[Opening Given records section]

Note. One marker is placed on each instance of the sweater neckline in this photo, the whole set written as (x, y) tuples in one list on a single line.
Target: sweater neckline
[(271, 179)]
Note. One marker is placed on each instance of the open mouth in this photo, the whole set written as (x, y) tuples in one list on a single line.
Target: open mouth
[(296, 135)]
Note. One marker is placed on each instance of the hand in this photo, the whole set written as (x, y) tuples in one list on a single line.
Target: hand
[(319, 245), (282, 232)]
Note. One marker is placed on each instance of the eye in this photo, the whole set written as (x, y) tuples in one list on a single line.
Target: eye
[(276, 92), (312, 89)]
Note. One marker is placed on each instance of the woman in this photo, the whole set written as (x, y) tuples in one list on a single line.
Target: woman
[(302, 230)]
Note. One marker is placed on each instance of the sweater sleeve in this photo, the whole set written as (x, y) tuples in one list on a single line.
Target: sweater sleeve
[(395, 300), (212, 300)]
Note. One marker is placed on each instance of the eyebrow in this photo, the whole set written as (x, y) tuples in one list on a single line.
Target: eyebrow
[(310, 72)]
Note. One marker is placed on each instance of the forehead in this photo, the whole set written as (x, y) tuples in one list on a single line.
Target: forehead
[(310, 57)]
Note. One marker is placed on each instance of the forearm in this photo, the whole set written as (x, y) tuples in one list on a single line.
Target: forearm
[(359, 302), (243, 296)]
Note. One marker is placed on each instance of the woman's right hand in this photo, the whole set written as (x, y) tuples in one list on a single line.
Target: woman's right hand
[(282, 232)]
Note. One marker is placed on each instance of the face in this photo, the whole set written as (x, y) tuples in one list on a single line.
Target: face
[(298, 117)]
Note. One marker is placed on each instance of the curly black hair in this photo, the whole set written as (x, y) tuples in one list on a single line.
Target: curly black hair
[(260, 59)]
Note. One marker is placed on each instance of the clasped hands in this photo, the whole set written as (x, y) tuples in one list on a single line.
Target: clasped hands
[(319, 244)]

[Closing Given records section]

* _What needs to be done_:
Each line of the records must be reproduced exactly.

* _Answer box_:
Note. One marker is placed on each instance of the sweater neckline in this photo, the whole set written as (x, y) tuples in one list on a single line.
Target: sweater neckline
[(271, 179)]
Note. One marker is placed on each instance of the open mouth in this photo, the whole set written as (x, y) tuples in one list on a single line.
Target: open mouth
[(296, 135)]
Note. One marker is placed on each instance of the hand in this photo, the whole set written as (x, y) tuples in one list on a single line.
Target: hand
[(319, 245), (282, 232)]
Note. One marker is placed on each instance of the eye in this photo, the whole set written as (x, y) tuples in one list on a single line.
Target: eye
[(276, 92), (312, 89)]
Note. One marker is placed on each instance of the woman in this photo, the whole set written as (x, y) tuples in one list on a single line.
Target: woman
[(302, 230)]
Note. One marker is placed on each instance of the sweater sleeve in this photo, the whole set written as (x, y) tuples in one list on a single line.
Target: sweater sleeve
[(395, 300), (212, 300)]
Note. One marker is placed on each instance of the eyebrow in this photo, the whole set written as (x, y) tuples in one list on a single line.
Target: eyebrow
[(310, 72)]
Note. One marker is placed on each instance of the forehead in this photo, the whole set written as (x, y) tuples in one list on a single line.
Target: forehead
[(310, 57)]
Note. One marker is placed on each instance of the forearm in this photo, the whole set written as (x, y) tuples in one list on a single line.
Target: forearm
[(359, 302), (243, 296)]
Note. One marker is placed on each instance of the woman's right hand in this photo, the whole set written as (x, y) tuples in one list on a single line.
Target: woman's right hand
[(282, 232)]
Note. One marker is placed on each instance of the face in this photo, the whole set written as (x, y) tuples in one list on a single line.
Target: face
[(298, 117)]
Note. One marker is placed on each instance of the curly black hair in this photo, the whole set written as (x, y) tuples in one list on a single line.
Target: curly black hair
[(260, 59)]
Note. One marker is placed on each instance of the clasped hands in this photo, the whole set written as (x, y) tuples in one list on a single line.
Target: clasped hands
[(319, 244)]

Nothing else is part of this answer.